===== Data

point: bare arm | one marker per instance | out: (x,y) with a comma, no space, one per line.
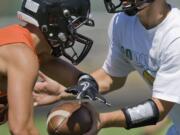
(59,70)
(22,72)
(107,82)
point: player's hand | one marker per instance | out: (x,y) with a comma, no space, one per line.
(87,88)
(47,91)
(96,124)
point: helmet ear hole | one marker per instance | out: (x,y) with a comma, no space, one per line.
(90,23)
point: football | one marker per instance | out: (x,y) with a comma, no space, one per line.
(70,118)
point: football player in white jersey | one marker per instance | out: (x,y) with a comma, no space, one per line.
(144,35)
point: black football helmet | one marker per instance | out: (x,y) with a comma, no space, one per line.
(59,21)
(130,8)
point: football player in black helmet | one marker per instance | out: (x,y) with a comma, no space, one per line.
(145,38)
(50,29)
(130,7)
(59,21)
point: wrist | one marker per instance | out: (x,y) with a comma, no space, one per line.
(64,95)
(87,78)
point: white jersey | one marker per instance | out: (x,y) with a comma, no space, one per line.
(154,53)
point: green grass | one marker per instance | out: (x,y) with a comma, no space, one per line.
(41,124)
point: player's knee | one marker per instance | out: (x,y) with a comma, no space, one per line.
(19,131)
(23,130)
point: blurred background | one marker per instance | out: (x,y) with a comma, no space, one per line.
(134,91)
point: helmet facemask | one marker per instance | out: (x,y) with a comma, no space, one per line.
(60,24)
(131,7)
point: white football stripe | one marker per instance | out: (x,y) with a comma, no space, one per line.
(62,113)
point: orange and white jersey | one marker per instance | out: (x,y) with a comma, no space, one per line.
(16,34)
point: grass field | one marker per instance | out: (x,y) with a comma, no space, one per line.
(41,124)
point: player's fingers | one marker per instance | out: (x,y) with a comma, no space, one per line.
(40,87)
(42,76)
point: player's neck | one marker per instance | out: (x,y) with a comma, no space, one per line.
(154,14)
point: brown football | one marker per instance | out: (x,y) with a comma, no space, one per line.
(70,118)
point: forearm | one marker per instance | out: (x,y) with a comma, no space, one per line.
(106,82)
(112,119)
(147,113)
(61,71)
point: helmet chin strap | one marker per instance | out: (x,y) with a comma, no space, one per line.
(130,10)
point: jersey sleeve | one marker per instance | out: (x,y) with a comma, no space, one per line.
(115,64)
(167,83)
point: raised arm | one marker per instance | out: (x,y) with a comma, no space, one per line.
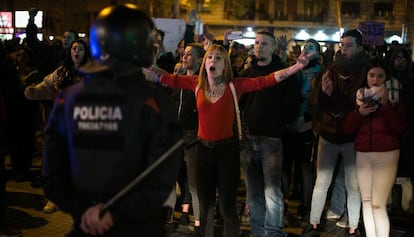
(301,63)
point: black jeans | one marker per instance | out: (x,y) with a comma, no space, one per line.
(218,168)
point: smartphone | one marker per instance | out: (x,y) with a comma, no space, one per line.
(235,35)
(199,28)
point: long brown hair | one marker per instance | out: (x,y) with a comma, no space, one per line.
(227,73)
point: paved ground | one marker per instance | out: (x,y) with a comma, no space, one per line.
(26,203)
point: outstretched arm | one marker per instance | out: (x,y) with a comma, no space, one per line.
(301,63)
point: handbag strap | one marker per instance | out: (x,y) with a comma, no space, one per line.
(236,107)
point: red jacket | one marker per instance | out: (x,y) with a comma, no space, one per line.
(379,130)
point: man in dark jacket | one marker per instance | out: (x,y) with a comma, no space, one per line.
(267,114)
(334,101)
(105,131)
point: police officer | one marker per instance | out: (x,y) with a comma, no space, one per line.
(106,130)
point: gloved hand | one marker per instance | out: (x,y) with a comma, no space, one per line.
(153,74)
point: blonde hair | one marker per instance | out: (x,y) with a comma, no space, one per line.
(227,73)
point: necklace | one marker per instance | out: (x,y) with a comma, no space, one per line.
(216,92)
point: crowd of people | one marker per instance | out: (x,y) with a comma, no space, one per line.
(330,129)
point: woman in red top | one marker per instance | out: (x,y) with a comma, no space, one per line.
(376,122)
(217,162)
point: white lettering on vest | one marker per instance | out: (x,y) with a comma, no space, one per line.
(97,113)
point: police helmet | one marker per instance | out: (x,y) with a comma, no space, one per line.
(124,33)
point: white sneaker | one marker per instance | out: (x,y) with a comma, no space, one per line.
(343,222)
(50,207)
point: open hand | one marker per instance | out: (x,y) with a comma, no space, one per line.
(93,224)
(327,85)
(282,42)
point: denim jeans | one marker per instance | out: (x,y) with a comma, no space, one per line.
(338,195)
(327,159)
(262,166)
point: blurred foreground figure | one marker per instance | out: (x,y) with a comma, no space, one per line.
(107,129)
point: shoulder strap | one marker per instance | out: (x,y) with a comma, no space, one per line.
(236,107)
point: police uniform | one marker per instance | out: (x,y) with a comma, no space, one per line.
(101,134)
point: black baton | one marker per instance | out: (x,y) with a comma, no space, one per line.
(109,204)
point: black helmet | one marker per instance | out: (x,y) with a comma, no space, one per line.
(124,33)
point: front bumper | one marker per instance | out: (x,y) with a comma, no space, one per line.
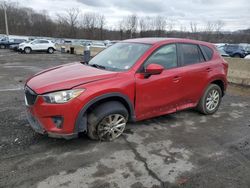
(41,117)
(38,127)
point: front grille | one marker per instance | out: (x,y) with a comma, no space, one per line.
(30,96)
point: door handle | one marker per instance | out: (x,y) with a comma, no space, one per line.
(176,79)
(208,69)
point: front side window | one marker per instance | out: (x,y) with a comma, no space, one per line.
(208,51)
(165,56)
(191,54)
(119,57)
(43,41)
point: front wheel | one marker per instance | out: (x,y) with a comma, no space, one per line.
(50,50)
(2,46)
(27,50)
(107,121)
(210,101)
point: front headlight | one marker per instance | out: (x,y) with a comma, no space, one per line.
(60,97)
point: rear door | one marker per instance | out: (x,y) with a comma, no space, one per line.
(44,44)
(159,94)
(195,74)
(35,45)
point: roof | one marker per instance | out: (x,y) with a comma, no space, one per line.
(160,40)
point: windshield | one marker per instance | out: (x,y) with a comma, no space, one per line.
(119,57)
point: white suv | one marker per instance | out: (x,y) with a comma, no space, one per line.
(37,45)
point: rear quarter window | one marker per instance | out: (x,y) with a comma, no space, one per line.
(191,54)
(208,52)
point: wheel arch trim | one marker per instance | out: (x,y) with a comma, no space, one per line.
(81,121)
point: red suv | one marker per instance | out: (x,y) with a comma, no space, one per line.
(130,81)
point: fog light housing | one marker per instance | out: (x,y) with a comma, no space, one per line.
(58,121)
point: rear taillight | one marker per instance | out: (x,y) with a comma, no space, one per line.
(225,65)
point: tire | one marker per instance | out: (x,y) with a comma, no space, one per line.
(237,55)
(50,50)
(102,116)
(2,46)
(211,99)
(27,50)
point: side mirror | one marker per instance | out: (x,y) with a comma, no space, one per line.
(153,69)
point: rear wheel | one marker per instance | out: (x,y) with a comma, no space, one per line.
(237,55)
(107,121)
(210,101)
(27,50)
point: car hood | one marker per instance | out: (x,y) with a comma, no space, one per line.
(66,77)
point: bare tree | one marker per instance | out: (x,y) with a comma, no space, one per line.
(218,25)
(160,25)
(93,23)
(72,18)
(131,23)
(193,27)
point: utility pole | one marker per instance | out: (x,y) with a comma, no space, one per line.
(6,19)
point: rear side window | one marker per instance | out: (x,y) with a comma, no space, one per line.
(44,41)
(191,54)
(208,51)
(165,56)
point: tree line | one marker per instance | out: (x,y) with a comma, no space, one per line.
(90,25)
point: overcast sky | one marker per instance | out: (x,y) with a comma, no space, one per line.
(235,14)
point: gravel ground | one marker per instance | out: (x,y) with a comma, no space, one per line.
(184,149)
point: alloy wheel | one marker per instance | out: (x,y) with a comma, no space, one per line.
(212,100)
(111,127)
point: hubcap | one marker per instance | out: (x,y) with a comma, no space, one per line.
(111,127)
(212,100)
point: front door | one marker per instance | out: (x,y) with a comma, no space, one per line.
(159,94)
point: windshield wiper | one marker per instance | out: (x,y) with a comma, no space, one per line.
(97,66)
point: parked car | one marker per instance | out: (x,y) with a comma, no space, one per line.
(97,44)
(222,52)
(7,42)
(131,80)
(235,50)
(247,57)
(16,46)
(37,45)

==========

Copy out every line of the material above exactly, skipping the pictures.

The reply
point: bare arm | one marker per instance | out: (x,y) with a comma, no space, one per line.
(59,70)
(22,72)
(107,82)
point: player's hand | one marker per instance | out: (x,y) with a comma, no space, one per line.
(87,88)
(47,91)
(96,124)
point: helmet ear hole | one marker per instance | out: (x,y) with a comma, no space, one per line.
(90,23)
point: football | one marker per instance | out: (x,y) with a comma, no space, one per line.
(70,118)
point: football player in white jersey | one marker per instance | out: (x,y) with a comma, no space, one per line.
(144,35)
point: black football helmet | one marker per instance | out: (x,y) with a comma, no space, one per line.
(59,21)
(130,8)
point: football player in black helmet | one marker per instance | out: (x,y) with a comma, no space, one per line.
(145,38)
(50,29)
(130,7)
(59,21)
point: wrist | one marker per instance | out: (x,y) with a comma, no space, one per line.
(64,95)
(87,78)
point: white jersey | one marker per instance | out: (x,y) with a comma, no space, one per line.
(154,53)
point: green grass | one marker per instance | out: (x,y) with a comma, no space, one per line.
(41,124)
point: player's knee | one marker per instance | out: (x,y) with a comma, no space, one per line.
(19,131)
(23,130)
point: blurred background | one marker per instance | out: (x,y) with a comma, no space, one per line.
(134,91)
point: helmet facemask | one marker per instance | out: (x,y) with a comma, no space, one per line.
(60,24)
(131,7)
point: white football stripe | one marker per instance | out: (x,y) with a comma, no space, one per line.
(62,113)
point: orange and white jersey | one marker per instance | out: (x,y) with a comma, no space, one per line.
(16,34)
point: grass field | one marker per instance | out: (x,y) with a comma, no space, one per line.
(41,124)
point: player's fingers | one marker per instance | out: (x,y) with a comma, no space, one per line.
(40,87)
(42,76)
point: player's neck | one marker per instance | out: (x,y) with a comma, no space, one per line.
(154,14)
point: brown football | one marker per instance | out: (x,y) with a comma, no space, one per line.
(70,118)
point: forearm | one marker per instance | out: (x,y) with a comma, no space, one per line.
(106,82)
(112,119)
(147,113)
(61,71)
point: helmet chin strap | one marker per instance | out: (x,y) with a comma, no space, one per line.
(130,10)
point: jersey sleeve | one marker per instance | out: (x,y) with a comma, no space, one per line.
(115,64)
(167,83)
point: raised arm | one marker per instance | out: (x,y) with a comma, no space, one per line.
(301,63)
point: black jeans | one marker per instance | out: (x,y) with a comma, no space, one per line.
(218,168)
point: smartphone | one marker per instance | out: (x,y) with a comma, no space, one per line.
(235,35)
(199,28)
point: long brown hair | one marker per instance | out: (x,y) with a comma, no space, one per line.
(227,73)
point: paved ground | one marker per instance | out: (x,y) with a comma, no space, one per line.
(26,203)
point: outstretched arm | one marker per instance | out: (x,y) with a comma, no space, one per line.
(301,63)
point: handbag strap | one marker per instance | out: (x,y) with a comma, no space, one per line.
(236,107)
point: red jacket | one marker per instance | out: (x,y) with a comma, no space, one per line.
(379,130)
point: man in dark jacket | one marker per instance | out: (x,y) with a comma, no space, one per line.
(267,114)
(334,101)
(105,131)
point: police officer | one marker per instance | out: (x,y) with a comma, no space, one per line.
(106,130)
point: gloved hand | one marker per instance | out: (x,y) with a comma, no space, one per line.
(153,74)
point: blonde hair | one marker per instance | out: (x,y) with a comma, no space, one per line.
(227,73)
point: necklace | one marker per instance | out: (x,y) with a comma, no space, one per line.
(216,92)
point: crowd of people | one marker per instance | out: (x,y) with a comma, no space, one per line.
(330,129)
point: woman in red top | one marker per instance | out: (x,y) with a comma, no space, one per line.
(376,122)
(217,162)
point: white lettering on vest | one marker per instance | out: (x,y) with a comma, no space, one per line.
(97,113)
point: police helmet | one marker per instance | out: (x,y) with a comma, no space, one per line.
(124,33)
point: white sneaker | one marker per instance | out: (x,y) with a comma, no space, one per line.
(343,222)
(50,207)
point: open hand | one marker per instance | out: (x,y) with a comma, no space, one per line.
(93,224)
(327,85)
(282,42)
point: denim jeans | one marker per instance | out: (x,y) with a comma, no space, one per line.
(338,195)
(327,159)
(262,166)
point: blurred foreground figure | one marker per instance | out: (x,y) with a comma, no space, one per line.
(107,129)
point: shoulder strap | one marker per instance | out: (x,y) with a comma, no space, one per line.
(236,107)
point: police uniform | one marker per instance | out: (x,y) with a comma, no space, one per line.
(101,134)
point: black baton | one marker per instance | out: (x,y) with a comma, no space, one per line.
(109,204)
point: black helmet | one marker per instance | out: (x,y) with a comma, no space, one per line.
(124,33)
point: front bumper | one marker per instance | out: (x,y) with a comma, no space, one per line.
(41,117)
(38,127)
point: front grille | one marker per instance | out: (x,y) with a comma, no space, one per line.
(30,96)
point: door handle | one marker per instance | out: (x,y) with a comma, no space, one per line.
(176,79)
(208,69)
point: front side window | one marker per instance | out: (x,y) with a comma, no space, one per line.
(208,51)
(165,56)
(191,54)
(119,57)
(43,41)
point: front wheel | one marker per instance | out: (x,y) with a comma, no space, one per line.
(50,50)
(2,46)
(27,50)
(107,121)
(210,101)
point: front headlight | one marker per instance | out: (x,y) with a comma, no space, one per line.
(60,97)
point: rear door | one marker per instance | out: (x,y) with a comma, no space, one per line.
(44,44)
(159,94)
(195,74)
(35,45)
point: roof | one marker per instance | out: (x,y) with a comma, no space, one per line.
(160,40)
point: windshield | one marker per instance | out: (x,y) with a comma, no space, one per line.
(119,57)
point: white suv | one marker per instance | out: (x,y) with a comma, no space, one per line.
(37,45)
point: rear quarter window | one marker per instance | out: (x,y) with a comma, no space, one per line.
(191,54)
(208,52)
point: wheel arch trim | one marker per instance | out: (x,y) with a comma, no space, one per line.
(81,121)
point: red suv | one marker per instance | out: (x,y) with a comma, no space, one per line.
(130,81)
point: fog light housing | one marker per instance | out: (x,y) with a comma, no space, one per line.
(58,121)
point: rear taillight | one marker per instance | out: (x,y) with a comma, no space, one per line.
(225,65)
point: tire | one marker per instance | out: (x,y) with a comma, no space, one per line.
(237,55)
(50,50)
(102,116)
(2,46)
(211,99)
(27,50)
point: side mirror | one marker per instance | out: (x,y) with a comma, no space, one per line.
(153,69)
point: rear wheel | one marker per instance | out: (x,y) with a comma, no space, one per line.
(237,55)
(107,121)
(210,101)
(27,50)
point: car hood | one marker per instance | out: (x,y) with a comma, no space, one per line.
(66,77)
point: bare tree | one marker per instance | out: (x,y) with a comma, no space, one per line.
(218,25)
(160,25)
(93,23)
(72,18)
(131,23)
(193,27)
point: utility pole | one marker per instance | out: (x,y) with a comma, no space, one per line.
(6,19)
point: rear side window | one marker per instance | out: (x,y) with a comma, no space, one per line.
(44,41)
(191,54)
(208,51)
(165,56)
point: tree line | one marker per instance | out: (x,y) with a comma, no space, one per line.
(90,25)
point: overcast sky | one marker per instance | out: (x,y) with a comma, no space, one per line.
(235,14)
point: gravel ground | one marker per instance | out: (x,y) with a comma, no space, one per line.
(184,149)
point: alloy wheel | one marker per instance | out: (x,y) with a comma, no space, one per line.
(212,100)
(111,127)
point: hubcap | one marker per instance | out: (x,y) with a comma, no space, one per line.
(111,127)
(212,100)
point: front door | one marker per instance | out: (x,y) with a comma, no space, one per line.
(159,94)
point: windshield wiper | one marker per instance | out: (x,y) with a comma, no space, one per line.
(97,66)
point: parked car | one marker per instance | out: (x,y) with a comma, no space, one per line.
(97,44)
(222,52)
(7,42)
(131,80)
(235,50)
(247,57)
(16,46)
(37,45)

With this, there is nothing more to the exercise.